── EXERCISE TEXT
I’m a victim of Hawaiian Electric Co.’s anti-solar policies, and I’m shocked at the negligence it has displayed with little oversight or regulation.
As a professional investigator, I’ve spent thousands of hours reviewing cases against businesses accused of wrongdoing. Now, I’m spending evenings investigating a case that’s affected me and will affect all rate-payers in Hawaii who might want to install solar.
Last August, my wife and I signed a contract to install 18 solar panels on our roof. We’ve lived on the Leeward side for years and were desperate to cut our monthly $250-$300 electric bill.
The panels were installed Oct. 7. But HECO refuses to let us activate them — even though we’re forking out $305 monthly to pay off the loan. You see, on Sept. 6, HECO announced that vast sections of the grid were "saturated" and couldn’t handle more solar energy. It ordered solar companies not to install any more systems without first obtaining a net metering agreement that allows homeowners to sell the power they generate. At the time we signed our contract, a net metering agreement was the final step in a PV installation, not the first. We were blindsided.
Our contractor shares some blame: He should have reacted faster to HECO’s announcement and warned us. But he couldn’t believe HECO would force him to void contracts already signed, and immediately requested a meeting to get clarification. HECO waited a month to speak with him. I’ve also found it nearly impossible to speak to anyone at HECO. When I did finally get through, they wouldn’t answer my questions.
────
**WORK INSTRUCTIONS:**
1: Edit the letter about Hawaiian Electric's solar policies. Begin at the words "As a professional" and stop after "monthly $250-$300 electric bill.", replacing "Leeward side" with "Windward side".
2: Write a continuation of the letter about Hawaiian Electric's anti-solar policies, picking up after its last sentence.
── SUPPLIED MATERIAL
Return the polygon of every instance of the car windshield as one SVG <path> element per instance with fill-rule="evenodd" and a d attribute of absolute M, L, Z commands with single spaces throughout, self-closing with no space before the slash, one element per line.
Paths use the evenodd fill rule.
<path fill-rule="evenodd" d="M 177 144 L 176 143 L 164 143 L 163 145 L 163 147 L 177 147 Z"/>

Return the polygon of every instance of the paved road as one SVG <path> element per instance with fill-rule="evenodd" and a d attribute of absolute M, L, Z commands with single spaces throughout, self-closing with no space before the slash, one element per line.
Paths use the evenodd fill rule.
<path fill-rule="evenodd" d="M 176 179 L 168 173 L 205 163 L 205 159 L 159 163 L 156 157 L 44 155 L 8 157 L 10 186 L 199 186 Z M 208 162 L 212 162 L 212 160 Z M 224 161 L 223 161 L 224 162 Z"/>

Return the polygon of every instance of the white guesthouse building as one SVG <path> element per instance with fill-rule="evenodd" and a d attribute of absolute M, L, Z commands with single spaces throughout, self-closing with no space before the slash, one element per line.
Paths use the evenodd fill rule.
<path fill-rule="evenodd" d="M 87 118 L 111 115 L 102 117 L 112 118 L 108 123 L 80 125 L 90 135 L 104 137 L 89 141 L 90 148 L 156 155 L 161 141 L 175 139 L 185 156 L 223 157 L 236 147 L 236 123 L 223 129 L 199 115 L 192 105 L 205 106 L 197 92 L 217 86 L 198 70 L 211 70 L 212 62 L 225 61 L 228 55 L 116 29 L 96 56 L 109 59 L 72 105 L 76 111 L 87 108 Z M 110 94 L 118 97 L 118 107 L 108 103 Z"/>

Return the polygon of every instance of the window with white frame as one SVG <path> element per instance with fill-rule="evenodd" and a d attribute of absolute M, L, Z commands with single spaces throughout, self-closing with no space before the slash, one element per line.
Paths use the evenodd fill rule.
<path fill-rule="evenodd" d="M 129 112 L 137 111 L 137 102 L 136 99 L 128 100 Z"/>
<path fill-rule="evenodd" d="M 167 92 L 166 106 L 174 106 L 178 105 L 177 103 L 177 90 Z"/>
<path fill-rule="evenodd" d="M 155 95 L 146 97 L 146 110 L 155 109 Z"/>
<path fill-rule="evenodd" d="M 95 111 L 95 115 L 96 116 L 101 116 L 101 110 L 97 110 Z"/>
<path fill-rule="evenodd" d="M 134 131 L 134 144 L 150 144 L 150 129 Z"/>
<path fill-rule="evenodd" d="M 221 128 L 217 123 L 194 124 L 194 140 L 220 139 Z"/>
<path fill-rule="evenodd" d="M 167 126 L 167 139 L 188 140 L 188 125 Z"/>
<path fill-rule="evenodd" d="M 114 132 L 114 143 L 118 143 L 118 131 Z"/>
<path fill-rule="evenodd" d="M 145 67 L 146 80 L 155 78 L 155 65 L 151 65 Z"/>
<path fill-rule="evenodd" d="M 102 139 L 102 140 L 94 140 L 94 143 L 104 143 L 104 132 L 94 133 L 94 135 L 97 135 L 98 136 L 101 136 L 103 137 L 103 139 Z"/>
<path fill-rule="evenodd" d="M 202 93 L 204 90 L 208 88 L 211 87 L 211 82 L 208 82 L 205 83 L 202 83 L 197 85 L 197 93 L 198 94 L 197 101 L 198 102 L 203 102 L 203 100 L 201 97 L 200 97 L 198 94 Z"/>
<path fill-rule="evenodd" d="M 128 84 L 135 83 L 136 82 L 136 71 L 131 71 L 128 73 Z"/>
────
**RESPONSES TO THE TASKS:**
1:
As a professional investigator, I’ve spent thousands of hours reviewing cases against businesses accused of wrongdoing. Now, I’m spending evenings investigating a case that’s affected me and will affect all rate-payers in Hawaii who might want to install solar.
Last August, my wife and I signed a contract to install 18 solar panels on our roof. We’ve lived on the Windward side for years and were desperate to cut our monthly $250-$300 electric bill.

2:
In November, HECO sent a form letter to some 600 customers like me who had bought PV systems before the moratorium: We’ll be grandfathered-in and eventually able to activate our systems without having to pay a penalty. But last month we got another letter: We won’t be connected until improvements to the circuit are made. HECO won’t say when. For now, we’re in limbo.
I’ve been frantically researching, trying to understand what’s going on. First I learned that HECO’S safety concerns are pretty bogus. I haven’t been able to find a single instance of "overvoltage" where power "backflowed" to a substation.
I asked the HECO representative if he could name one. I also watched state Rep. Gene Ward grill HECO’s vice president of Energy Resources & Operations, Scott Seu. In both cases, it’s clear HECO cannot cite a single case of the danger it is trumpeting.
I also learned that the manufacturers of the inverters attached to every solar panel have testified that their equipment is designed to detect the very backflow issue that concerns HECO and to stop feeding the grid within microseconds, ensuring that the system cannot be damaged the way HECO claims.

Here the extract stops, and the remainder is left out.